EXERCISE: In how many lines of the entries below does the word "orange" appear? Reply with the number alone.

WORKING DATA:

· · · · · · ·

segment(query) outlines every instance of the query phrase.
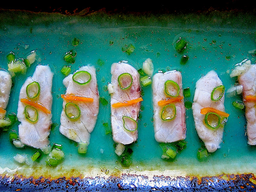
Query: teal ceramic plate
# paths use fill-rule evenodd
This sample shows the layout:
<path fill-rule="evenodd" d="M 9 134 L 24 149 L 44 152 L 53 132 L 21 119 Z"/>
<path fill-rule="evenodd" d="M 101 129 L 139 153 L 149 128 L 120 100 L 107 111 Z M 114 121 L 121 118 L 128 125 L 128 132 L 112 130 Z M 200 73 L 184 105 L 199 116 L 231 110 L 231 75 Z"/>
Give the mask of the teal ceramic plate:
<path fill-rule="evenodd" d="M 154 137 L 151 85 L 142 87 L 143 101 L 138 122 L 137 141 L 130 146 L 131 163 L 124 166 L 114 152 L 110 121 L 110 67 L 121 61 L 139 70 L 150 58 L 159 70 L 181 72 L 183 88 L 189 87 L 192 102 L 195 84 L 202 76 L 215 70 L 227 89 L 236 79 L 230 74 L 244 59 L 255 63 L 255 17 L 253 13 L 210 11 L 186 14 L 110 14 L 104 11 L 78 14 L 2 10 L 0 12 L 0 67 L 8 70 L 6 55 L 11 51 L 23 58 L 32 51 L 36 61 L 25 75 L 13 77 L 13 84 L 7 111 L 17 113 L 20 88 L 32 76 L 37 65 L 49 65 L 54 73 L 52 88 L 51 145 L 62 145 L 65 157 L 57 166 L 46 163 L 47 156 L 36 161 L 30 157 L 35 149 L 15 147 L 9 140 L 10 132 L 17 131 L 17 122 L 0 136 L 0 185 L 1 190 L 56 191 L 139 191 L 182 189 L 253 190 L 256 186 L 256 148 L 247 144 L 244 111 L 232 102 L 241 96 L 225 95 L 226 111 L 230 114 L 225 126 L 221 148 L 204 161 L 197 153 L 203 143 L 195 129 L 191 109 L 186 110 L 186 147 L 172 160 L 161 158 L 162 150 Z M 180 53 L 175 47 L 179 38 L 188 44 Z M 73 45 L 74 38 L 79 39 Z M 131 44 L 131 54 L 123 48 Z M 74 63 L 64 59 L 75 50 Z M 189 58 L 182 63 L 183 55 Z M 99 112 L 91 135 L 87 153 L 78 153 L 77 144 L 60 134 L 60 113 L 65 88 L 61 70 L 71 66 L 73 73 L 84 65 L 96 69 L 101 98 Z M 17 154 L 28 157 L 27 163 L 14 160 Z"/>

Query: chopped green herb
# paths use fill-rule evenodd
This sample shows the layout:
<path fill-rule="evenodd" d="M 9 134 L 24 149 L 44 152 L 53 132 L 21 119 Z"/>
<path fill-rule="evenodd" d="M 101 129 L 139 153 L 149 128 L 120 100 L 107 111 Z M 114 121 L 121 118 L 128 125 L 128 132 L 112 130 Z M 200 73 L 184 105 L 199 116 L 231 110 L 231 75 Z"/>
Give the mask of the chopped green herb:
<path fill-rule="evenodd" d="M 190 96 L 190 88 L 189 87 L 187 87 L 183 89 L 183 95 L 185 97 L 189 97 Z"/>
<path fill-rule="evenodd" d="M 61 70 L 61 72 L 63 75 L 67 76 L 71 71 L 71 67 L 70 66 L 64 66 Z"/>

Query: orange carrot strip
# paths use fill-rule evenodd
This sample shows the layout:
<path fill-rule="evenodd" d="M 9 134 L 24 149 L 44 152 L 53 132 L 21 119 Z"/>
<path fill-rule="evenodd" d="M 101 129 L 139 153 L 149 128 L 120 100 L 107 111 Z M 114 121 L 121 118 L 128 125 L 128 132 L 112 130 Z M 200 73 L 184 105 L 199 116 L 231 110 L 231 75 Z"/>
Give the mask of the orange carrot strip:
<path fill-rule="evenodd" d="M 130 100 L 130 101 L 125 101 L 122 102 L 119 102 L 118 103 L 113 103 L 112 104 L 112 107 L 113 108 L 118 108 L 119 107 L 123 107 L 124 106 L 129 105 L 130 105 L 134 104 L 134 103 L 138 103 L 141 101 L 143 101 L 143 99 L 142 97 L 139 97 L 138 99 L 135 99 Z"/>
<path fill-rule="evenodd" d="M 4 109 L 2 108 L 0 108 L 0 113 L 4 114 L 6 112 L 6 111 L 5 109 Z"/>
<path fill-rule="evenodd" d="M 164 99 L 159 101 L 158 102 L 158 105 L 165 105 L 170 103 L 174 103 L 175 102 L 179 102 L 182 100 L 184 97 L 183 96 L 178 96 L 175 97 L 170 97 L 166 98 Z"/>
<path fill-rule="evenodd" d="M 248 95 L 245 96 L 244 100 L 247 101 L 256 101 L 256 96 L 254 95 Z"/>
<path fill-rule="evenodd" d="M 30 105 L 32 105 L 39 109 L 41 109 L 46 113 L 50 114 L 51 111 L 47 109 L 43 104 L 37 102 L 32 101 L 28 99 L 23 98 L 20 99 L 20 101 L 23 103 L 26 103 Z"/>
<path fill-rule="evenodd" d="M 71 100 L 72 101 L 78 101 L 82 102 L 92 102 L 93 101 L 93 98 L 91 97 L 84 97 L 83 96 L 80 96 L 79 95 L 74 95 L 71 94 L 64 95 L 62 94 L 61 95 L 62 98 L 65 99 L 67 100 Z"/>
<path fill-rule="evenodd" d="M 208 112 L 215 113 L 219 114 L 221 116 L 223 116 L 225 117 L 227 117 L 229 116 L 229 114 L 212 108 L 204 108 L 201 109 L 201 114 L 205 115 Z"/>

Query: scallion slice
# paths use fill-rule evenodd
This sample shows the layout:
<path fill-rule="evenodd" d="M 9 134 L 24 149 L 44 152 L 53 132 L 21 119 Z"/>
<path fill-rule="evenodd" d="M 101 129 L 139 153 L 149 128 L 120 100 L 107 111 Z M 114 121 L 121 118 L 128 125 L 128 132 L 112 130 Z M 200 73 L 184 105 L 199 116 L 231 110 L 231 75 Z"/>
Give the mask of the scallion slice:
<path fill-rule="evenodd" d="M 212 129 L 218 128 L 221 124 L 221 116 L 215 113 L 207 113 L 204 116 L 205 124 L 208 127 Z"/>
<path fill-rule="evenodd" d="M 213 88 L 211 93 L 211 99 L 212 101 L 217 101 L 222 98 L 225 93 L 225 87 L 224 85 L 219 85 Z"/>
<path fill-rule="evenodd" d="M 35 108 L 30 105 L 25 107 L 24 113 L 26 118 L 30 122 L 35 122 L 38 119 L 38 112 Z"/>
<path fill-rule="evenodd" d="M 92 77 L 88 71 L 79 71 L 75 73 L 72 77 L 74 82 L 80 85 L 84 85 L 89 83 Z"/>
<path fill-rule="evenodd" d="M 135 131 L 138 128 L 138 123 L 133 119 L 127 116 L 122 117 L 124 128 L 129 131 Z"/>
<path fill-rule="evenodd" d="M 66 104 L 65 112 L 67 116 L 72 119 L 76 119 L 78 118 L 81 114 L 79 107 L 72 102 L 69 102 Z"/>
<path fill-rule="evenodd" d="M 177 97 L 180 94 L 180 87 L 173 81 L 168 80 L 164 83 L 166 93 L 172 97 Z"/>
<path fill-rule="evenodd" d="M 160 114 L 161 118 L 163 121 L 173 119 L 176 115 L 176 107 L 173 104 L 169 104 L 164 107 Z"/>
<path fill-rule="evenodd" d="M 130 87 L 132 84 L 132 77 L 130 73 L 125 73 L 120 75 L 117 79 L 119 87 L 123 90 Z"/>
<path fill-rule="evenodd" d="M 36 98 L 40 93 L 40 85 L 37 81 L 33 81 L 27 86 L 26 91 L 29 98 Z"/>

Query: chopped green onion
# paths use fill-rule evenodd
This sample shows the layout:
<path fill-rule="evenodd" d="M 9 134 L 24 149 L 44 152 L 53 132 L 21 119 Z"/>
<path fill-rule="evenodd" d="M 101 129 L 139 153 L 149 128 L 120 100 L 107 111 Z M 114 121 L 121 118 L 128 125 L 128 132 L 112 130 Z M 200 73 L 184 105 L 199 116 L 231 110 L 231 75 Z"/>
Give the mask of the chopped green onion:
<path fill-rule="evenodd" d="M 108 122 L 103 123 L 102 125 L 105 128 L 105 134 L 107 135 L 111 133 L 111 130 L 110 126 L 108 125 Z"/>
<path fill-rule="evenodd" d="M 9 140 L 12 143 L 14 140 L 19 140 L 19 136 L 16 132 L 11 131 L 9 133 Z"/>
<path fill-rule="evenodd" d="M 74 82 L 80 85 L 84 85 L 89 83 L 92 77 L 88 71 L 79 71 L 76 72 L 72 77 Z"/>
<path fill-rule="evenodd" d="M 130 44 L 128 47 L 125 45 L 125 47 L 123 47 L 122 48 L 122 51 L 123 52 L 126 52 L 128 55 L 131 55 L 135 49 L 135 47 L 131 44 Z"/>
<path fill-rule="evenodd" d="M 238 109 L 243 109 L 244 108 L 244 104 L 241 101 L 235 101 L 232 102 L 232 105 Z"/>
<path fill-rule="evenodd" d="M 7 55 L 6 58 L 8 63 L 14 61 L 15 60 L 15 54 L 12 51 L 11 51 Z"/>
<path fill-rule="evenodd" d="M 132 84 L 132 77 L 130 73 L 125 73 L 120 75 L 117 79 L 119 87 L 123 90 L 130 87 Z"/>
<path fill-rule="evenodd" d="M 23 60 L 20 58 L 8 63 L 8 70 L 14 73 L 20 73 L 22 74 L 25 74 L 26 72 L 26 66 Z"/>
<path fill-rule="evenodd" d="M 104 97 L 100 97 L 99 98 L 99 102 L 102 105 L 107 105 L 108 104 L 108 102 L 107 99 L 106 99 Z"/>
<path fill-rule="evenodd" d="M 30 122 L 36 122 L 38 119 L 38 112 L 35 108 L 30 105 L 25 107 L 24 113 L 26 118 Z"/>
<path fill-rule="evenodd" d="M 154 65 L 152 60 L 148 58 L 143 62 L 142 67 L 144 72 L 148 76 L 152 76 L 154 72 Z"/>
<path fill-rule="evenodd" d="M 212 129 L 217 129 L 220 127 L 221 121 L 221 116 L 215 113 L 207 113 L 204 116 L 205 124 L 208 127 Z"/>
<path fill-rule="evenodd" d="M 180 87 L 173 81 L 168 80 L 164 83 L 165 93 L 169 96 L 177 97 L 180 94 Z"/>
<path fill-rule="evenodd" d="M 124 128 L 129 131 L 135 131 L 138 128 L 138 123 L 133 119 L 127 116 L 123 116 Z"/>
<path fill-rule="evenodd" d="M 87 152 L 88 143 L 87 142 L 80 142 L 78 143 L 78 153 L 84 154 Z"/>
<path fill-rule="evenodd" d="M 64 66 L 61 70 L 61 72 L 66 76 L 67 76 L 70 71 L 71 71 L 70 66 Z"/>
<path fill-rule="evenodd" d="M 72 41 L 71 41 L 71 44 L 72 44 L 72 45 L 73 46 L 77 46 L 78 45 L 78 44 L 79 44 L 79 39 L 76 38 L 74 38 L 72 39 Z"/>
<path fill-rule="evenodd" d="M 197 157 L 199 160 L 204 160 L 207 158 L 209 154 L 206 148 L 199 148 L 197 152 Z"/>
<path fill-rule="evenodd" d="M 35 99 L 39 95 L 40 85 L 37 81 L 33 81 L 27 86 L 26 91 L 28 97 L 30 99 Z"/>
<path fill-rule="evenodd" d="M 211 93 L 212 101 L 218 101 L 222 98 L 225 93 L 225 87 L 224 85 L 219 85 L 213 88 Z"/>
<path fill-rule="evenodd" d="M 140 81 L 143 87 L 146 87 L 152 83 L 151 77 L 148 76 L 142 77 L 140 78 Z"/>
<path fill-rule="evenodd" d="M 163 121 L 173 119 L 176 115 L 176 108 L 173 104 L 169 104 L 163 108 L 161 118 Z"/>
<path fill-rule="evenodd" d="M 144 76 L 146 75 L 146 74 L 145 73 L 143 70 L 143 69 L 141 68 L 138 70 L 138 73 L 141 76 Z"/>
<path fill-rule="evenodd" d="M 180 38 L 176 41 L 175 49 L 180 53 L 182 53 L 186 49 L 187 42 L 183 39 Z"/>
<path fill-rule="evenodd" d="M 189 109 L 191 108 L 192 107 L 192 102 L 191 102 L 190 101 L 186 101 L 184 103 L 185 108 L 187 109 Z"/>
<path fill-rule="evenodd" d="M 31 159 L 33 161 L 35 161 L 41 155 L 41 153 L 37 151 L 32 156 L 31 156 Z"/>
<path fill-rule="evenodd" d="M 53 143 L 53 145 L 52 145 L 52 148 L 58 148 L 58 149 L 62 149 L 62 145 L 59 144 L 58 143 Z"/>
<path fill-rule="evenodd" d="M 190 88 L 189 87 L 187 87 L 183 89 L 183 95 L 185 97 L 189 97 L 190 96 Z"/>
<path fill-rule="evenodd" d="M 116 147 L 116 149 L 115 149 L 115 153 L 118 155 L 120 156 L 121 154 L 123 154 L 124 151 L 125 151 L 125 145 L 122 143 L 118 143 Z"/>
<path fill-rule="evenodd" d="M 131 160 L 127 156 L 123 156 L 121 159 L 121 163 L 123 165 L 129 166 L 131 164 Z"/>
<path fill-rule="evenodd" d="M 182 55 L 182 57 L 181 57 L 181 58 L 180 59 L 180 64 L 182 65 L 185 64 L 189 59 L 189 57 L 188 55 Z"/>
<path fill-rule="evenodd" d="M 79 107 L 72 102 L 69 102 L 66 104 L 65 112 L 67 116 L 72 119 L 78 118 L 81 113 Z"/>

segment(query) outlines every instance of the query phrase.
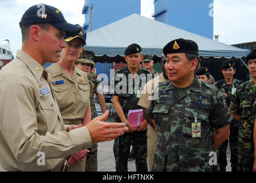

· · · · · · ·

CORRECT RESULT: 2